→ WHAT THE EXERCISE ASKS
Locate each line in the material below that contains the word "green", and copy all of those lines.
::::
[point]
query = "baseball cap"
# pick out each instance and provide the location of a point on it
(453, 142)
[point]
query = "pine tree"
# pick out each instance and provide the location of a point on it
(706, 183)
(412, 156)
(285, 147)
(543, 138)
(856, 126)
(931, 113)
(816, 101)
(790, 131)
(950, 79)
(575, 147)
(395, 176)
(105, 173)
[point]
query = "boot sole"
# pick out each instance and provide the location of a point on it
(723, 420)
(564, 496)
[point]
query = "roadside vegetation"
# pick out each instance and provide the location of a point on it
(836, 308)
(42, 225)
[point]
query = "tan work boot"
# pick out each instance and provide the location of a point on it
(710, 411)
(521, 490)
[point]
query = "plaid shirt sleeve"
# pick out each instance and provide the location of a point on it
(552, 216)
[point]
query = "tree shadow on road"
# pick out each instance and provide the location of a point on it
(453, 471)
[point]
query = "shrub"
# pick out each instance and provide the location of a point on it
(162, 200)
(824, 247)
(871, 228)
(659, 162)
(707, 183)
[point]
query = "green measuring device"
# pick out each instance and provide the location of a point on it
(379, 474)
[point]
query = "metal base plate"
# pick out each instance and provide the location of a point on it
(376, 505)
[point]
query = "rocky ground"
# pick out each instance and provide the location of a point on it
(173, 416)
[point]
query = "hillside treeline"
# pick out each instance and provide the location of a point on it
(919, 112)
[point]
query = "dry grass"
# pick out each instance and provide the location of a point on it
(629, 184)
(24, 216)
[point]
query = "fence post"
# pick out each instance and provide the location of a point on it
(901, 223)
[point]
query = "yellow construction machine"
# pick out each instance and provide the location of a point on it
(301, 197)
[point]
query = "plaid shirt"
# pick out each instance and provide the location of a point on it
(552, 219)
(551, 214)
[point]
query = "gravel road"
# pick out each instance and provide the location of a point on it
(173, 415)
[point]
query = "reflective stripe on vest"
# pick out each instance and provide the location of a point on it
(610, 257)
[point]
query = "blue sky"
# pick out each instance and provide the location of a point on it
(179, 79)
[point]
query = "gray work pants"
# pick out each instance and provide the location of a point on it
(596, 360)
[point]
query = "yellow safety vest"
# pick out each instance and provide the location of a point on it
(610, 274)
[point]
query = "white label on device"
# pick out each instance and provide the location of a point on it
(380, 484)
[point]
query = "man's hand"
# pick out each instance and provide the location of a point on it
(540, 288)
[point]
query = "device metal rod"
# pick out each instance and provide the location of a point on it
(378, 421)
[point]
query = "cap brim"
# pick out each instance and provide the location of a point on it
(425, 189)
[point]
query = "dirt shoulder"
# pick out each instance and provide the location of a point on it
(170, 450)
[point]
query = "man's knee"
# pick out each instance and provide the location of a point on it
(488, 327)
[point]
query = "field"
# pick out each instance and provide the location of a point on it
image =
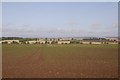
(60, 61)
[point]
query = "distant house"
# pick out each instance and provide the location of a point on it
(112, 42)
(11, 41)
(96, 42)
(85, 42)
(31, 42)
(63, 42)
(112, 38)
(49, 42)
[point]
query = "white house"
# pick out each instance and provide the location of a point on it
(31, 42)
(96, 42)
(10, 41)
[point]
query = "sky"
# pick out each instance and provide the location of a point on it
(60, 19)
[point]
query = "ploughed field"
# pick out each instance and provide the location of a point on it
(59, 61)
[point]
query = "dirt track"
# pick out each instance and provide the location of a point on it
(36, 65)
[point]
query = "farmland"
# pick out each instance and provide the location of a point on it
(59, 61)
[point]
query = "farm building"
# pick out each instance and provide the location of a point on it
(49, 42)
(11, 41)
(31, 42)
(63, 42)
(112, 42)
(112, 38)
(85, 42)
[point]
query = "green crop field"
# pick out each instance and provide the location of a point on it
(60, 61)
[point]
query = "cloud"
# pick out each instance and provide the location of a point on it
(72, 22)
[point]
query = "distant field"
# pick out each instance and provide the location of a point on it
(60, 61)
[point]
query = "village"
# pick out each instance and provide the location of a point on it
(108, 40)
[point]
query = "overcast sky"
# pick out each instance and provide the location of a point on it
(53, 19)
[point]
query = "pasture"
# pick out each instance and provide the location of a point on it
(59, 61)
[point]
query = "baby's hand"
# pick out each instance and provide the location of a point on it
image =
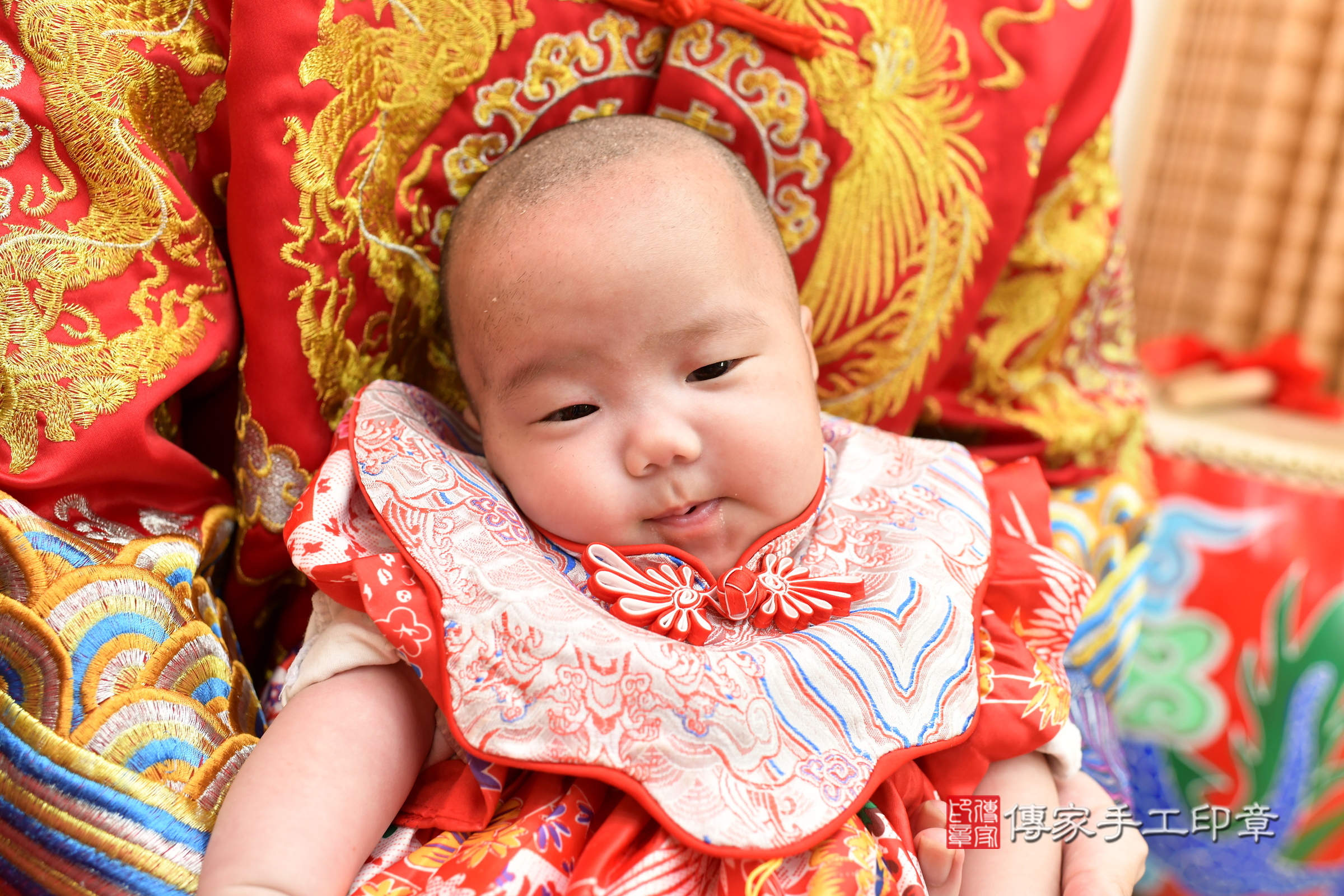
(940, 866)
(1093, 867)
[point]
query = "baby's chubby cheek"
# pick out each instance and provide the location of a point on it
(566, 493)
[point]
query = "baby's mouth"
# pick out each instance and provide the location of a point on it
(689, 515)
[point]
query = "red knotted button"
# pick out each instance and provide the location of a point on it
(740, 594)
::::
→ OUTPUT OF THE TASK
query = "green measuring device"
query = "green crop field"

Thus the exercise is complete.